→ **Exercise requirements**
When a line in the material contains the word "backpack", copy it.

+---+

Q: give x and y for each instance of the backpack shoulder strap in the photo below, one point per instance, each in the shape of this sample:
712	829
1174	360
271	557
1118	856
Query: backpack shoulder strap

+---+

→ **Output below**
Q: give x and y for each instance of the backpack shoulder strap in the photo below, one point per instance, each in the shape of this sample:
Query: backpack shoulder strap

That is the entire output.